AVAILABLE RECORDS below:

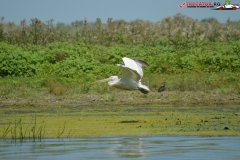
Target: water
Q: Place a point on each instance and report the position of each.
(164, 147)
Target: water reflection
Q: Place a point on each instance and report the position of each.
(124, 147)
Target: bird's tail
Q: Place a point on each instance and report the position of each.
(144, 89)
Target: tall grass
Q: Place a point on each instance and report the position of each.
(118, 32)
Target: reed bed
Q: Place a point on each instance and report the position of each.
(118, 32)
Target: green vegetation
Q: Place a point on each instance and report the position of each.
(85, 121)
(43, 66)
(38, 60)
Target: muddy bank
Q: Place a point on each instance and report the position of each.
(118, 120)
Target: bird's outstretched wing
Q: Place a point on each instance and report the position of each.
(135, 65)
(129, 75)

End of AVAILABLE RECORDS.
AVAILABLE RECORDS below:

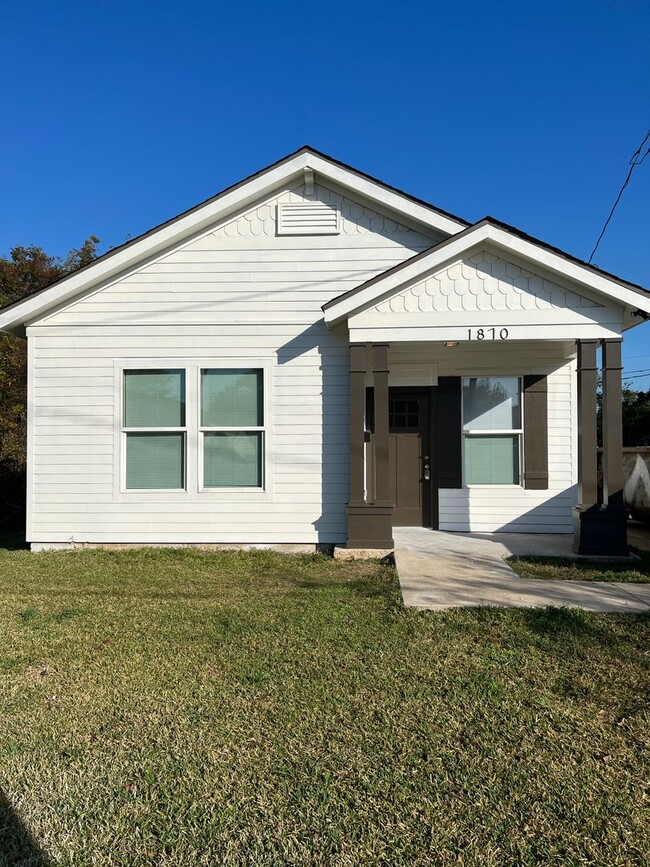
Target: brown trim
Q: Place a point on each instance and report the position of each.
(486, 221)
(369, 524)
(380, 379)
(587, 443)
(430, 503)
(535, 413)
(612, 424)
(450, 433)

End of AVAILABLE RECORDS.
AVAILABLE RECORDS below:

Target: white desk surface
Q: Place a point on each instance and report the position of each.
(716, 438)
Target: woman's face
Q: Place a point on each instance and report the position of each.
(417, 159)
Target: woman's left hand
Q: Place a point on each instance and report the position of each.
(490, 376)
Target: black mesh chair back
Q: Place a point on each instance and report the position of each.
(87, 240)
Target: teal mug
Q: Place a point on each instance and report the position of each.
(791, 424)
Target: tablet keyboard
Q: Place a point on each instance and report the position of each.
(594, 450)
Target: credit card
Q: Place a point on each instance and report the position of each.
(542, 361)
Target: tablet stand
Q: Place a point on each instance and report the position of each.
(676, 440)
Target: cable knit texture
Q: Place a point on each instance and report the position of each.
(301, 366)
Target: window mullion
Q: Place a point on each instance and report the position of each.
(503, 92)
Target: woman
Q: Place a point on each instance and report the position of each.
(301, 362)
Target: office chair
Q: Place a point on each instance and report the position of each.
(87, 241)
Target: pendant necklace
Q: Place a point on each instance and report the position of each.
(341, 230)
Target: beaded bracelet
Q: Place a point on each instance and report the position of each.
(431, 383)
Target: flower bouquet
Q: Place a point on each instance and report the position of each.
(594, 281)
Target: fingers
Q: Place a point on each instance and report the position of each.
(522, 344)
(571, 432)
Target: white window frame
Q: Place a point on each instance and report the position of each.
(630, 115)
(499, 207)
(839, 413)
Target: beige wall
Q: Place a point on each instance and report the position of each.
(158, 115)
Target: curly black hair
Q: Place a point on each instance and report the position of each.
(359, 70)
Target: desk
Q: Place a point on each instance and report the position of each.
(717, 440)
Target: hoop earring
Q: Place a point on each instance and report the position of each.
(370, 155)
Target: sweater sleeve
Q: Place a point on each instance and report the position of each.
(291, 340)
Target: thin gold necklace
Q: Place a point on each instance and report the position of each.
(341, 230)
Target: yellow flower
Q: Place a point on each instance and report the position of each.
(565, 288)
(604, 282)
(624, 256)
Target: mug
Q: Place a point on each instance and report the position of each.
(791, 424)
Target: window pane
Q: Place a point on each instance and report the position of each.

End of AVAILABLE RECORDS.

Above are the entries. Output exactly the lines beginning with the line that has "Target: beaded bracelet" and ending with the line that has "Target: fingers".

Target: beaded bracelet
Q: Place a point on each instance and report the position of each.
(431, 383)
Target: flower bouquet
Q: Place a point on each instance and report the position of each.
(594, 281)
Target: fingers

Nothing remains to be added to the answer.